*** Supplied data ***
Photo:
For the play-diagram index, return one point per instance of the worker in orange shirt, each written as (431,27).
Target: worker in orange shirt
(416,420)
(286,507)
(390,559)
***
> _Problem to work on_: All of the material, restated exactly, is the expected result.

> _Output for this exercise_:
Photo:
For the play-diagram index, return one point per instance of the worker in orange shirt, each written as (431,27).
Target: worker in orange shirt
(416,420)
(286,507)
(390,559)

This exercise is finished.